• What you need to do
The reply should be one number: how many lines of the data below contain "vent".

Top of Data supplied

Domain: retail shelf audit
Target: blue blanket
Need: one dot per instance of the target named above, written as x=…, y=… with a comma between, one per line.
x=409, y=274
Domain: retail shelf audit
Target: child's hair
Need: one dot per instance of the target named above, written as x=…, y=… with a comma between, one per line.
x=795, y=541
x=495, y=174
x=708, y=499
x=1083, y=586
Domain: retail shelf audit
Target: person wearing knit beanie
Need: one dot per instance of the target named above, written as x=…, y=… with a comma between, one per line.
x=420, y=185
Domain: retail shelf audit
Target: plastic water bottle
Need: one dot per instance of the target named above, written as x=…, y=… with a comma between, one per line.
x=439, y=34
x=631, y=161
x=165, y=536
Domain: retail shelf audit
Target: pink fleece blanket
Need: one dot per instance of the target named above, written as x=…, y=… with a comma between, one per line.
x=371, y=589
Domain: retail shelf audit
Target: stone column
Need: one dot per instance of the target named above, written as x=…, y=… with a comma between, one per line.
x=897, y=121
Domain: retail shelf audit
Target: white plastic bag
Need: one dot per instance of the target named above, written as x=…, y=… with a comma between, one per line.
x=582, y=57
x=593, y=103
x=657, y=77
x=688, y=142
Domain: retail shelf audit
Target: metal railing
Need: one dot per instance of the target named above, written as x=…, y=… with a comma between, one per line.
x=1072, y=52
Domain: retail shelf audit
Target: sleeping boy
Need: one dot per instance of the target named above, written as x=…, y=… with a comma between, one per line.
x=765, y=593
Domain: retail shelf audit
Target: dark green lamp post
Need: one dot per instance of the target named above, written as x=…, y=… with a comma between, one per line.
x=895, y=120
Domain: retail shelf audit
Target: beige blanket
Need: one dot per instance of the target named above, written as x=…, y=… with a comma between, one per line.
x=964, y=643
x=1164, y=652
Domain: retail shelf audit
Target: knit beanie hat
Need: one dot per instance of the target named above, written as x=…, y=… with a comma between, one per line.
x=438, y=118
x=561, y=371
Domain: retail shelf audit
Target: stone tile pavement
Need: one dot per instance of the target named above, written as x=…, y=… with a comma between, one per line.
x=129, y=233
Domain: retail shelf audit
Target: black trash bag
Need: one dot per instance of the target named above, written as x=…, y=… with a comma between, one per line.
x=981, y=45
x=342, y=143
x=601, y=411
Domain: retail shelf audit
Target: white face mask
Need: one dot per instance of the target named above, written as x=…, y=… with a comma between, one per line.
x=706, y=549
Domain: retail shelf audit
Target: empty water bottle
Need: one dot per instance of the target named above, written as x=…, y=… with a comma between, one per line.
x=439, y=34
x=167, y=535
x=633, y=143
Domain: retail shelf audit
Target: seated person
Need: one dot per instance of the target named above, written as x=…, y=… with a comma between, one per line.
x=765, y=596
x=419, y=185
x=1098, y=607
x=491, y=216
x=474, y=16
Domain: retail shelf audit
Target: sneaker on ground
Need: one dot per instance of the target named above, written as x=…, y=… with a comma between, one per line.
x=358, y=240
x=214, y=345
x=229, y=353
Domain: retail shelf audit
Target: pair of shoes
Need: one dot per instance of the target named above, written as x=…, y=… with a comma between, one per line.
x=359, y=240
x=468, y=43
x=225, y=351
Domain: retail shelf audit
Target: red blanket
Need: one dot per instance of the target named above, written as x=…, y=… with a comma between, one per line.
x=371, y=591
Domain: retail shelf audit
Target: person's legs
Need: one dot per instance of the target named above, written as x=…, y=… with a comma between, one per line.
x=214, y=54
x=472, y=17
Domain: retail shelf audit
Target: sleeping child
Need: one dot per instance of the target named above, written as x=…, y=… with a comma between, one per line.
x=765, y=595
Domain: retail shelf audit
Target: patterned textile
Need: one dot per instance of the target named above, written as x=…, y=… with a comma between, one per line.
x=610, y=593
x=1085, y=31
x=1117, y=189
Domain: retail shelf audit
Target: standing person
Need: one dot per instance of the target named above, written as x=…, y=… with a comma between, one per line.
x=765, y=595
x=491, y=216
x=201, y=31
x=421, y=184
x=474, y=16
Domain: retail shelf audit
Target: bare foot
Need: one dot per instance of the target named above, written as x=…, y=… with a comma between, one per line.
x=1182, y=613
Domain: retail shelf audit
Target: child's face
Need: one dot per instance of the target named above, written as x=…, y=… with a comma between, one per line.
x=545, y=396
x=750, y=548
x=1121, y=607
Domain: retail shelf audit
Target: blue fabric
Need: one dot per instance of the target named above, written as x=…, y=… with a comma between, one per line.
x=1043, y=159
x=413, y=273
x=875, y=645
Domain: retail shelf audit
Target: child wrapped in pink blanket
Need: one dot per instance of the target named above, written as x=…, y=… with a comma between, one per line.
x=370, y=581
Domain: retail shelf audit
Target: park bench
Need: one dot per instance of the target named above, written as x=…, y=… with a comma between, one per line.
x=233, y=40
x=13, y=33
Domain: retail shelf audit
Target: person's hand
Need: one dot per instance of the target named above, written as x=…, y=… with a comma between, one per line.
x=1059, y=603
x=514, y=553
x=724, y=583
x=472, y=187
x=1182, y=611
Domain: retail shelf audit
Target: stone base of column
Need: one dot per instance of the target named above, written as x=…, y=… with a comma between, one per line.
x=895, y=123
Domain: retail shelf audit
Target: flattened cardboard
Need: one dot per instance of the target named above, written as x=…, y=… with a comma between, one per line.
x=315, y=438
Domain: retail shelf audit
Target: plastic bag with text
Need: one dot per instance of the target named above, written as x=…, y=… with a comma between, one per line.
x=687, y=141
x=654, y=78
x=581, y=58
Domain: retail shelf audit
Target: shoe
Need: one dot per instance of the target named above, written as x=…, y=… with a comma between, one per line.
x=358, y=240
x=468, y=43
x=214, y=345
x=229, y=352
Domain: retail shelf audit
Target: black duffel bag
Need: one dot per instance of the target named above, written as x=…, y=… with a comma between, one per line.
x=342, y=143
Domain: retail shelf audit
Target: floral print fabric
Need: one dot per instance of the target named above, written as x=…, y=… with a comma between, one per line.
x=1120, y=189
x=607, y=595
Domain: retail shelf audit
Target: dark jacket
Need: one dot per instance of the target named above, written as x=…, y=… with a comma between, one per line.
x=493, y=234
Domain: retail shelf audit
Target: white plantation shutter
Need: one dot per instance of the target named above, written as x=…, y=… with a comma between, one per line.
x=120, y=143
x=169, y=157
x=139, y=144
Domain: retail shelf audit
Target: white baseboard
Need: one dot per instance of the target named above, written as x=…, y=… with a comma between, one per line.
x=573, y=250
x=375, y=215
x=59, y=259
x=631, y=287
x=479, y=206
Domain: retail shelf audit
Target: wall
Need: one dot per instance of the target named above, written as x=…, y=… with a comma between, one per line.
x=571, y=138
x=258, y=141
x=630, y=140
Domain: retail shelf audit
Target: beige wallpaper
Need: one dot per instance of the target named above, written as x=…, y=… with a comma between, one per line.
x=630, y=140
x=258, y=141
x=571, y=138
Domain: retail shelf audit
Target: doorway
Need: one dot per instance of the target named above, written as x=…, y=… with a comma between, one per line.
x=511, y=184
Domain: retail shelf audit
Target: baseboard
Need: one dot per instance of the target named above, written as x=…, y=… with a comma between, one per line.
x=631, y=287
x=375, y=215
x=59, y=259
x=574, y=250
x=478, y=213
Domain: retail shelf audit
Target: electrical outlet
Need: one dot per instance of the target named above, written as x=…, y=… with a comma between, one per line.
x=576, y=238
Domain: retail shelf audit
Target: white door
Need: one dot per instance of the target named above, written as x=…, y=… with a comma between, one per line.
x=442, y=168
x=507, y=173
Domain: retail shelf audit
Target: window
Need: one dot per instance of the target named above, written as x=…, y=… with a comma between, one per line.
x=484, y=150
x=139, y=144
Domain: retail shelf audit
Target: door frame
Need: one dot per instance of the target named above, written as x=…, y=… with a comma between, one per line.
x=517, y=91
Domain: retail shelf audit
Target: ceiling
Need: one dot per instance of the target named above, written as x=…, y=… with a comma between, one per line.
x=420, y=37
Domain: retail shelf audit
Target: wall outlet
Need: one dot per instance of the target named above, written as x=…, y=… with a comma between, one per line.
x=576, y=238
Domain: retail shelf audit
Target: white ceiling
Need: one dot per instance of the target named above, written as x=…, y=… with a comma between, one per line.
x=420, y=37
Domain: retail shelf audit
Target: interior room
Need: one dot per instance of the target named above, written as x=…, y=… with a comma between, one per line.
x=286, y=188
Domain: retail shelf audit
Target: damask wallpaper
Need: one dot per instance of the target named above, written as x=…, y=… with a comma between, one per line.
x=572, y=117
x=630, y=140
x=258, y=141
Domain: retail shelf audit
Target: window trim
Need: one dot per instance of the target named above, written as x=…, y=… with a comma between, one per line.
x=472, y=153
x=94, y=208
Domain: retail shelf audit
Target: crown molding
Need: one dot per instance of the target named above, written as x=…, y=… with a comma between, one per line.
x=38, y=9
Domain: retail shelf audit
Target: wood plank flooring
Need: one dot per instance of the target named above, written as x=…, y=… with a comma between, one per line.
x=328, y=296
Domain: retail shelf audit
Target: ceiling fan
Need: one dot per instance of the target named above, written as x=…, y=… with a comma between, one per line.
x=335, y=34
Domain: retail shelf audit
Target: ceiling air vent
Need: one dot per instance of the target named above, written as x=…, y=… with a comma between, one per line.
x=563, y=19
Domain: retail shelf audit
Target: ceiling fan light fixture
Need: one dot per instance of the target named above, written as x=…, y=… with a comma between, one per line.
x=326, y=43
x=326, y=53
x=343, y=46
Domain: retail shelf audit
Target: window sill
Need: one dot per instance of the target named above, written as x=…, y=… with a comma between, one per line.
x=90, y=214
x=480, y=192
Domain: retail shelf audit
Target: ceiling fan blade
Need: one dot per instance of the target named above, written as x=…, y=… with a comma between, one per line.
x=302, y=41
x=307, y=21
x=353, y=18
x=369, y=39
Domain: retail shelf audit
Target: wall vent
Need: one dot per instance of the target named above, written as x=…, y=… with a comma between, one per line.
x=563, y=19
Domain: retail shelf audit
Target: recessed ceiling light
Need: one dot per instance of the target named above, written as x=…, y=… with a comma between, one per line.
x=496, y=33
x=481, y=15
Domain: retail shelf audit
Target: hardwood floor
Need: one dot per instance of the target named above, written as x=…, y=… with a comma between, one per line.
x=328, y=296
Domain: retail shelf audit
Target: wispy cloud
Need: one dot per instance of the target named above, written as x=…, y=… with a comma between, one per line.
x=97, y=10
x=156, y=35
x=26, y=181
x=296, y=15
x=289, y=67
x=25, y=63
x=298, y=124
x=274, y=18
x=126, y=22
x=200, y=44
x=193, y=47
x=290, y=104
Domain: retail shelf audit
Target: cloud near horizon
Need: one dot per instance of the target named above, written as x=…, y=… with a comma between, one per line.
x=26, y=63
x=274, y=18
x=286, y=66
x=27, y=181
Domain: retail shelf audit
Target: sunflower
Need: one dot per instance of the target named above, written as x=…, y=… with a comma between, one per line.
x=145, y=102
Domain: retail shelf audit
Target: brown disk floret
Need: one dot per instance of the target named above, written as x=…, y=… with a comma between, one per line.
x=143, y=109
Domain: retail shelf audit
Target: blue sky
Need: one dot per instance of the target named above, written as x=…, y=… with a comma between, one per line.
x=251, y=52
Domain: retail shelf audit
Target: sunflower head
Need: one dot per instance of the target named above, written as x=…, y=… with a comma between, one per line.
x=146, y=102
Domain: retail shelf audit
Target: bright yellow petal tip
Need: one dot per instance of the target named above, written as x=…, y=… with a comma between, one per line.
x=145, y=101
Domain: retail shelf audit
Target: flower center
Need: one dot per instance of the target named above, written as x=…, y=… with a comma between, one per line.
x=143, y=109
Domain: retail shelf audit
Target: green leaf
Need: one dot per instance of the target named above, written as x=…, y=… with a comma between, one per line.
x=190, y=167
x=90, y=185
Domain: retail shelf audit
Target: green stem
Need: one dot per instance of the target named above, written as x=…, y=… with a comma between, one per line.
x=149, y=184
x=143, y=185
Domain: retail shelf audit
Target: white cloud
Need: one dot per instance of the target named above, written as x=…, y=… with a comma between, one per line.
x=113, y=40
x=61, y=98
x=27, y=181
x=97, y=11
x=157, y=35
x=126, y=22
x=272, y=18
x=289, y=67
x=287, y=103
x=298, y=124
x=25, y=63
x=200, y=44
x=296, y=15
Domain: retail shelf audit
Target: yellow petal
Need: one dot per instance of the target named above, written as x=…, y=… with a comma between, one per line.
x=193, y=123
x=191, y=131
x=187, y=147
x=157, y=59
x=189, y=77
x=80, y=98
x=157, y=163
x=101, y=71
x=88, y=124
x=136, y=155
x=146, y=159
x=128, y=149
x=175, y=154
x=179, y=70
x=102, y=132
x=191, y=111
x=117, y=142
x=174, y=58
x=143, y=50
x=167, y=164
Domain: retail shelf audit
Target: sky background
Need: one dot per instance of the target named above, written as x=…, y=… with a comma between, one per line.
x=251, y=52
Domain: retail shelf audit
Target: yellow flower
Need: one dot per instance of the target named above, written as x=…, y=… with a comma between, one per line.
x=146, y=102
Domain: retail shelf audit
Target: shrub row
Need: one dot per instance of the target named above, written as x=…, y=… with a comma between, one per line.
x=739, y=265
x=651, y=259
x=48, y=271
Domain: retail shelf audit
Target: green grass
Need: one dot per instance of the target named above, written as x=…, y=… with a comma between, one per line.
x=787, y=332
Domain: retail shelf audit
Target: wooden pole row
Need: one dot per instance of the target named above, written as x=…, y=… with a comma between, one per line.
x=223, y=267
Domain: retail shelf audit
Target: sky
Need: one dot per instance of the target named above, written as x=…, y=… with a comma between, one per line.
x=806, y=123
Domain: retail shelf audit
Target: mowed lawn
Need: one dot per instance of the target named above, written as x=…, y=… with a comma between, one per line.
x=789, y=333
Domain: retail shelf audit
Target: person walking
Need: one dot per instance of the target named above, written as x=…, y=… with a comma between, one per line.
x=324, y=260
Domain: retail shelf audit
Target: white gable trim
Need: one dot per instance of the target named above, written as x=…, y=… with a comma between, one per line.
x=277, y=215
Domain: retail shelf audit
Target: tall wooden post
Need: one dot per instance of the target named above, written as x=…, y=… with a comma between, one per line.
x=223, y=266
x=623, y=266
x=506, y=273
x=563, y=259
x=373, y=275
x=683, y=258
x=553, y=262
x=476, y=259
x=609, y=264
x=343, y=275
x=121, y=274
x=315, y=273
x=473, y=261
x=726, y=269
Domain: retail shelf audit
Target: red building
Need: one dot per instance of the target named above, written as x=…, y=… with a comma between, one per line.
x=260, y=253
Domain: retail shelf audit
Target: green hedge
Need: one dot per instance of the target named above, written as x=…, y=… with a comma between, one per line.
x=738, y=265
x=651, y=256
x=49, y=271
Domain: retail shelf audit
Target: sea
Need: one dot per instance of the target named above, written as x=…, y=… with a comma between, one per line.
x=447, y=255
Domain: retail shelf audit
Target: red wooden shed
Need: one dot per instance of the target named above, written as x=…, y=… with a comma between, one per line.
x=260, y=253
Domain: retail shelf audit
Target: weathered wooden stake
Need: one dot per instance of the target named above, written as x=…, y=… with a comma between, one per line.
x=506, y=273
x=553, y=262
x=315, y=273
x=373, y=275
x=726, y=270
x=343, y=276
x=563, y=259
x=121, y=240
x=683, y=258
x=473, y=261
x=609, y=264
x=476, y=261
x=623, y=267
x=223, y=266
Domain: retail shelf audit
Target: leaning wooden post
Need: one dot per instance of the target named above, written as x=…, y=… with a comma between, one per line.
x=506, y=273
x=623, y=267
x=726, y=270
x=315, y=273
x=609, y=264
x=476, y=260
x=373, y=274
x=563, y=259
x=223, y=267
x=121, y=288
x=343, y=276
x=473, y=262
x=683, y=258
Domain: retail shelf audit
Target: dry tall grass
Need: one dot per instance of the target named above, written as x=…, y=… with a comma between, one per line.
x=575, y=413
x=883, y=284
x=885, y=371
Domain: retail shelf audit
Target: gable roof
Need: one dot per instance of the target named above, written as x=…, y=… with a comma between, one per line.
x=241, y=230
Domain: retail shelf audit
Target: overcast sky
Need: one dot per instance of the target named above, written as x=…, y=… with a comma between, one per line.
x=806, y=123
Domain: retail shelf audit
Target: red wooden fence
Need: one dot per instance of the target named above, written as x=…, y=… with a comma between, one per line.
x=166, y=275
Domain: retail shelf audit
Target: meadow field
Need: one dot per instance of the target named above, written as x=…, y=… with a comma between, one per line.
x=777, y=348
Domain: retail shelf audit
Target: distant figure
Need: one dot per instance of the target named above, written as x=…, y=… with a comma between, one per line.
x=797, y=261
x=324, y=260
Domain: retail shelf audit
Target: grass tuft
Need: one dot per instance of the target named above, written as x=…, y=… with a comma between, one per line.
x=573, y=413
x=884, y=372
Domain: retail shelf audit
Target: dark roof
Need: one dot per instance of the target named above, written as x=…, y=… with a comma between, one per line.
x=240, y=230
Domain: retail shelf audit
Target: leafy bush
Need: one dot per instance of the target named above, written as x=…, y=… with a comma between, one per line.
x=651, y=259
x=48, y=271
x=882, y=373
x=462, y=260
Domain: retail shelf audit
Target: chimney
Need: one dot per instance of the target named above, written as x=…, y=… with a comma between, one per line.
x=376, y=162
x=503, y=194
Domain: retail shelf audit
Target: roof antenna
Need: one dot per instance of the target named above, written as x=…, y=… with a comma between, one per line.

Bottom of Data supplied

• Solution
2